**Activity**
Please restate every line below exactly, without any pictures.

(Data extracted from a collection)
========
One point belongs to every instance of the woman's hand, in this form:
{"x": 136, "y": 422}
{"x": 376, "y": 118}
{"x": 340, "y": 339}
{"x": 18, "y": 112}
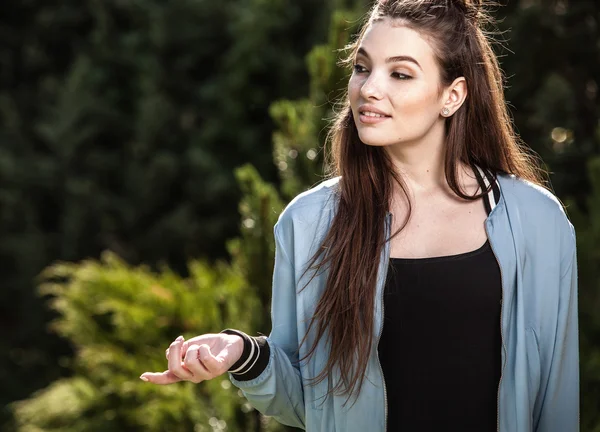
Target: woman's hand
========
**Reply to the task**
One point belongs to every instance of the woman's hand, in this form:
{"x": 136, "y": 422}
{"x": 376, "y": 118}
{"x": 340, "y": 339}
{"x": 18, "y": 112}
Target: woman's hand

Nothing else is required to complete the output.